AIM OF THE EXERCISE:
Rename "rough mask" to "coarse mask" throughout the entries below and give them back otherwise unchanged, leaving out the pictures.

THE INPUT:
---

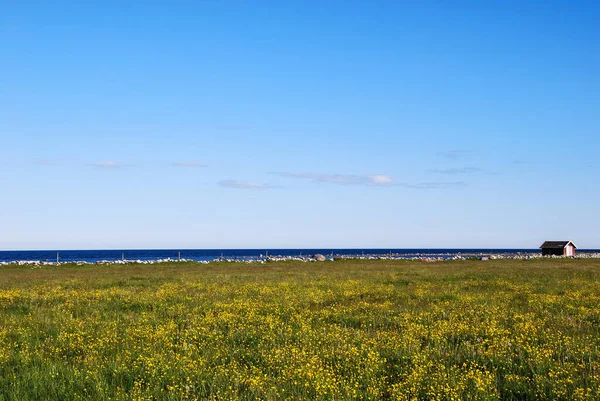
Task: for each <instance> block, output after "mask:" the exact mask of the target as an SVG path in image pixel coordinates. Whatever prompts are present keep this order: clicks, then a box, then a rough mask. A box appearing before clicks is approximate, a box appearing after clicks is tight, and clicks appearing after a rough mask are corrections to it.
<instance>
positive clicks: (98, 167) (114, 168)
mask: <svg viewBox="0 0 600 401" xmlns="http://www.w3.org/2000/svg"><path fill="white" fill-rule="evenodd" d="M89 165H90V166H92V167H98V168H106V169H117V168H121V167H123V163H119V162H113V161H104V162H95V163H90V164H89Z"/></svg>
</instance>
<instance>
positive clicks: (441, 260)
mask: <svg viewBox="0 0 600 401" xmlns="http://www.w3.org/2000/svg"><path fill="white" fill-rule="evenodd" d="M316 256H317V255H307V256H290V255H271V256H267V257H234V258H232V257H219V258H213V259H209V260H198V259H186V258H178V259H172V258H157V259H118V260H96V261H86V260H69V261H58V262H55V261H48V260H45V261H42V260H12V261H0V266H63V265H77V266H92V265H104V266H111V265H129V264H143V265H154V264H162V263H197V264H213V263H223V262H225V263H240V264H254V263H258V264H263V263H269V262H292V261H294V262H304V263H312V262H319V261H321V262H334V261H336V260H391V261H400V260H402V261H421V262H445V261H457V260H479V261H487V260H502V259H514V260H528V259H600V252H580V253H577V254H576V255H575V256H574V257H570V256H556V255H549V256H542V254H541V253H540V252H538V253H525V252H517V253H508V252H507V253H485V252H481V253H462V252H461V253H455V254H453V253H445V254H404V255H395V254H391V255H381V254H371V255H369V254H366V255H338V254H335V255H332V254H329V255H321V256H324V258H325V259H324V260H317V258H316Z"/></svg>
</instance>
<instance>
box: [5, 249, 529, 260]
mask: <svg viewBox="0 0 600 401" xmlns="http://www.w3.org/2000/svg"><path fill="white" fill-rule="evenodd" d="M539 252H540V251H539V249H331V248H325V249H181V250H179V249H110V250H43V251H0V262H13V261H40V262H56V260H57V256H58V259H59V261H60V262H88V263H95V262H101V261H109V262H110V261H118V260H130V261H131V260H141V261H150V260H164V259H173V260H177V259H179V258H181V259H185V260H193V261H213V260H218V259H226V260H260V259H266V258H267V257H289V256H292V257H307V256H312V255H315V254H319V253H320V254H323V255H327V256H345V257H353V256H354V257H362V256H365V257H377V256H382V257H384V256H385V257H389V256H391V257H395V258H413V257H438V258H451V257H454V256H456V255H462V256H469V255H494V254H498V255H507V254H510V255H515V254H522V255H527V254H537V253H539Z"/></svg>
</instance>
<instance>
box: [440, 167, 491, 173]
mask: <svg viewBox="0 0 600 401" xmlns="http://www.w3.org/2000/svg"><path fill="white" fill-rule="evenodd" d="M429 172H430V173H436V174H473V173H481V172H483V170H482V169H480V168H478V167H462V168H446V169H433V170H429Z"/></svg>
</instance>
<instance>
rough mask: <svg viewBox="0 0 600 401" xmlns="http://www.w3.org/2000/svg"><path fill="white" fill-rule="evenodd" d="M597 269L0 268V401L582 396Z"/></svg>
mask: <svg viewBox="0 0 600 401" xmlns="http://www.w3.org/2000/svg"><path fill="white" fill-rule="evenodd" d="M599 273H600V261H597V260H557V259H554V260H530V261H513V260H503V261H488V262H482V261H456V262H440V263H422V262H408V261H394V262H391V261H336V262H323V263H267V264H264V265H259V264H253V265H245V264H227V263H221V264H210V265H201V264H194V263H189V264H188V263H181V264H161V265H154V266H145V265H139V266H138V265H129V266H88V267H75V266H61V267H44V268H41V269H40V268H36V269H32V268H31V267H4V268H2V269H1V270H0V400H19V401H24V400H50V399H52V400H72V399H86V400H108V399H111V400H129V399H135V400H150V399H155V400H187V399H201V400H204V399H214V400H221V399H223V400H226V399H236V400H237V399H242V400H254V399H257V400H258V399H260V400H263V399H264V400H269V399H272V400H284V399H287V400H306V399H310V400H352V399H356V400H379V399H385V400H387V399H389V400H396V399H399V400H405V399H406V400H409V399H422V400H495V399H507V400H511V399H512V400H537V399H548V400H556V399H565V400H568V399H574V400H580V399H600V358H599V346H600V274H599Z"/></svg>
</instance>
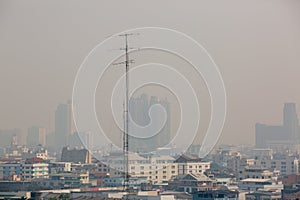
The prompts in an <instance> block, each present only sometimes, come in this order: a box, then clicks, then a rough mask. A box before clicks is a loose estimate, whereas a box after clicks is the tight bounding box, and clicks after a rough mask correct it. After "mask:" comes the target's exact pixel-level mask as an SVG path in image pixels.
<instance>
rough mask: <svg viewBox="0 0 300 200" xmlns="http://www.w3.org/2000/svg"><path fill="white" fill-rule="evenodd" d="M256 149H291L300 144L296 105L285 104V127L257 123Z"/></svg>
mask: <svg viewBox="0 0 300 200" xmlns="http://www.w3.org/2000/svg"><path fill="white" fill-rule="evenodd" d="M255 129H256V130H255V131H256V133H255V134H256V138H255V140H256V142H255V144H256V147H257V148H272V147H275V146H276V147H278V146H282V147H283V148H289V147H291V145H294V144H297V143H299V139H300V131H299V130H300V129H299V122H298V116H297V112H296V104H295V103H285V104H284V108H283V125H281V126H269V125H265V124H260V123H257V124H256V126H255Z"/></svg>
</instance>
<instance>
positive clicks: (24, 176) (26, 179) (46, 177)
mask: <svg viewBox="0 0 300 200" xmlns="http://www.w3.org/2000/svg"><path fill="white" fill-rule="evenodd" d="M21 176H22V180H25V181H30V180H33V179H36V178H49V169H48V164H47V163H34V164H22V174H21Z"/></svg>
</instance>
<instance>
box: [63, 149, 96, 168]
mask: <svg viewBox="0 0 300 200" xmlns="http://www.w3.org/2000/svg"><path fill="white" fill-rule="evenodd" d="M61 161H62V162H74V163H82V164H83V163H91V162H92V155H91V153H90V152H89V150H87V149H71V148H70V147H69V146H67V147H64V148H63V150H62V154H61Z"/></svg>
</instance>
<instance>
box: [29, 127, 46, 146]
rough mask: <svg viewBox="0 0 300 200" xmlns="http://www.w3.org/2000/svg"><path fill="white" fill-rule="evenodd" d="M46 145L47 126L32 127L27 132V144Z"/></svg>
mask: <svg viewBox="0 0 300 200" xmlns="http://www.w3.org/2000/svg"><path fill="white" fill-rule="evenodd" d="M38 144H40V145H42V146H43V147H44V146H45V145H46V128H42V127H36V126H33V127H30V128H28V132H27V146H29V147H33V146H36V145H38Z"/></svg>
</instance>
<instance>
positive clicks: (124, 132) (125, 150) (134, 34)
mask: <svg viewBox="0 0 300 200" xmlns="http://www.w3.org/2000/svg"><path fill="white" fill-rule="evenodd" d="M132 35H135V34H133V33H124V34H122V35H120V36H122V37H125V48H121V50H124V51H125V62H121V63H117V64H124V63H125V79H126V80H125V106H124V132H123V155H124V160H123V164H124V172H125V173H124V183H123V190H124V191H128V186H129V170H128V150H129V140H128V133H129V124H128V123H129V121H128V119H129V112H128V105H129V93H128V92H129V90H128V87H129V75H128V71H129V64H130V63H133V60H130V59H129V53H128V51H129V49H131V48H129V47H128V36H132Z"/></svg>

---

RESPONSE BOX:
Task: for each <instance> block, output after "mask:" the exact mask of the target as an SVG path in image pixel coordinates. Whatever prompts are present keep this order: clicks, then a box, then a coarse mask. A box appearing before clicks is approximate, a box appearing after clicks is tight, and clicks appearing after a coarse mask are corrections to it.
<instance>
positive clicks: (98, 167) (114, 168)
mask: <svg viewBox="0 0 600 401" xmlns="http://www.w3.org/2000/svg"><path fill="white" fill-rule="evenodd" d="M89 165H90V166H92V167H98V168H106V169H117V168H121V167H123V163H119V162H113V161H104V162H95V163H90V164H89Z"/></svg>
</instance>
<instance>
positive clicks: (441, 260)
mask: <svg viewBox="0 0 600 401" xmlns="http://www.w3.org/2000/svg"><path fill="white" fill-rule="evenodd" d="M316 256H317V255H307V256H290V255H271V256H267V257H234V258H232V257H219V258H213V259H209V260H198V259H186V258H178V259H172V258H157V259H118V260H96V261H86V260H69V261H58V262H55V261H48V260H45V261H42V260H12V261H0V266H63V265H77V266H92V265H104V266H111V265H129V264H143V265H154V264H162V263H197V264H213V263H223V262H225V263H240V264H254V263H258V264H263V263H269V262H292V261H294V262H304V263H312V262H319V261H321V262H334V261H336V260H391V261H400V260H402V261H421V262H445V261H457V260H479V261H487V260H502V259H514V260H528V259H600V252H580V253H577V254H576V255H575V256H574V257H570V256H556V255H549V256H542V254H541V253H540V252H538V253H525V252H517V253H508V252H507V253H485V252H481V253H462V252H461V253H455V254H453V253H445V254H404V255H395V254H391V255H381V254H371V255H369V254H366V255H338V254H335V255H332V254H329V255H321V256H324V258H325V259H324V260H317V258H316Z"/></svg>
</instance>
<instance>
box: [5, 249, 529, 260]
mask: <svg viewBox="0 0 600 401" xmlns="http://www.w3.org/2000/svg"><path fill="white" fill-rule="evenodd" d="M539 252H540V251H539V249H331V248H325V249H181V250H179V249H110V250H43V251H0V262H13V261H40V262H56V260H57V256H58V259H59V261H60V262H88V263H95V262H101V261H109V262H110V261H118V260H130V261H131V260H141V261H150V260H164V259H173V260H177V259H179V258H181V259H185V260H193V261H213V260H218V259H226V260H260V259H266V258H267V257H289V256H292V257H307V256H312V255H315V254H319V253H320V254H323V255H327V256H345V257H353V256H354V257H362V256H365V257H377V256H382V257H384V256H385V257H389V256H391V257H395V258H413V257H438V258H451V257H454V256H456V255H462V256H469V255H494V254H498V255H507V254H510V255H515V254H522V255H527V254H537V253H539Z"/></svg>
</instance>
<instance>
box: [440, 167, 491, 173]
mask: <svg viewBox="0 0 600 401" xmlns="http://www.w3.org/2000/svg"><path fill="white" fill-rule="evenodd" d="M429 172H430V173H436V174H473V173H481V172H483V170H482V169H480V168H478V167H462V168H446V169H433V170H429Z"/></svg>
</instance>
<instance>
coarse mask: <svg viewBox="0 0 600 401" xmlns="http://www.w3.org/2000/svg"><path fill="white" fill-rule="evenodd" d="M597 269L0 268V401L582 396Z"/></svg>
mask: <svg viewBox="0 0 600 401" xmlns="http://www.w3.org/2000/svg"><path fill="white" fill-rule="evenodd" d="M599 273H600V261H597V260H557V259H554V260H530V261H513V260H503V261H488V262H482V261H456V262H440V263H422V262H408V261H394V262H391V261H336V262H323V263H267V264H264V265H259V264H253V265H245V264H227V263H221V264H210V265H201V264H194V263H189V264H188V263H181V264H161V265H154V266H145V265H139V266H138V265H129V266H88V267H75V266H61V267H44V268H41V269H40V268H36V269H32V268H31V267H4V268H2V269H1V270H0V400H19V401H24V400H50V399H52V400H72V399H86V400H108V399H111V400H129V399H135V400H150V399H155V400H187V399H201V400H204V399H214V400H221V399H223V400H226V399H236V400H237V399H242V400H254V399H257V400H258V399H260V400H263V399H264V400H269V399H272V400H284V399H287V400H306V399H310V400H352V399H356V400H379V399H385V400H387V399H389V400H396V399H399V400H405V399H406V400H409V399H422V400H495V399H507V400H511V399H512V400H537V399H548V400H556V399H565V400H568V399H574V400H580V399H600V358H599V346H600V274H599Z"/></svg>
</instance>
The prompts in an <instance> block, each present only sometimes, come in this order: a box, then clicks, then a coarse mask. A box before clicks is a loose estimate, whereas a box after clicks is the tight bounding box, and clicks after a coarse mask correct it. After "mask:" comes the target's exact pixel-level mask as an SVG path in image pixels.
<instance>
coarse mask: <svg viewBox="0 0 300 200" xmlns="http://www.w3.org/2000/svg"><path fill="white" fill-rule="evenodd" d="M256 149H291L300 144L296 105L285 104V127L257 123Z"/></svg>
mask: <svg viewBox="0 0 300 200" xmlns="http://www.w3.org/2000/svg"><path fill="white" fill-rule="evenodd" d="M255 129H256V130H255V131H256V133H255V134H256V138H255V140H256V142H255V144H256V147H257V148H272V147H275V146H276V147H278V146H282V147H283V148H289V147H291V145H294V144H297V143H299V139H300V131H299V130H300V129H299V122H298V116H297V112H296V104H295V103H285V104H284V108H283V125H281V126H269V125H265V124H260V123H257V124H256V126H255Z"/></svg>
</instance>
<instance>
positive clicks: (24, 176) (26, 179) (46, 177)
mask: <svg viewBox="0 0 300 200" xmlns="http://www.w3.org/2000/svg"><path fill="white" fill-rule="evenodd" d="M21 176H22V180H25V181H30V180H33V179H36V178H49V169H48V164H47V163H34V164H22V174H21Z"/></svg>
</instance>
<instance>
box: [63, 149, 96, 168]
mask: <svg viewBox="0 0 300 200" xmlns="http://www.w3.org/2000/svg"><path fill="white" fill-rule="evenodd" d="M61 161H62V162H74V163H82V164H83V163H91V162H92V155H91V153H90V152H89V150H87V149H71V148H70V147H69V146H67V147H64V148H63V150H62V154H61Z"/></svg>
</instance>
<instance>
box: [29, 127, 46, 146]
coarse mask: <svg viewBox="0 0 300 200" xmlns="http://www.w3.org/2000/svg"><path fill="white" fill-rule="evenodd" d="M46 145L47 126L32 127L27 132V144Z"/></svg>
mask: <svg viewBox="0 0 300 200" xmlns="http://www.w3.org/2000/svg"><path fill="white" fill-rule="evenodd" d="M38 144H40V145H42V146H43V147H44V146H45V145H46V128H42V127H36V126H33V127H30V128H28V132H27V146H29V147H33V146H36V145H38Z"/></svg>
</instance>
<instance>
positive clicks: (124, 132) (125, 150) (134, 34)
mask: <svg viewBox="0 0 300 200" xmlns="http://www.w3.org/2000/svg"><path fill="white" fill-rule="evenodd" d="M132 35H135V34H133V33H124V34H122V35H120V36H122V37H125V48H121V50H124V51H125V62H121V63H117V64H124V63H125V79H126V80H125V106H124V132H123V155H124V160H123V164H124V172H125V173H124V183H123V190H124V191H128V186H129V170H128V150H129V140H128V133H129V124H128V123H129V121H128V119H129V112H128V105H129V93H128V92H129V90H128V87H129V75H128V71H129V64H130V63H133V60H130V59H129V53H128V51H129V49H131V48H129V47H128V36H132Z"/></svg>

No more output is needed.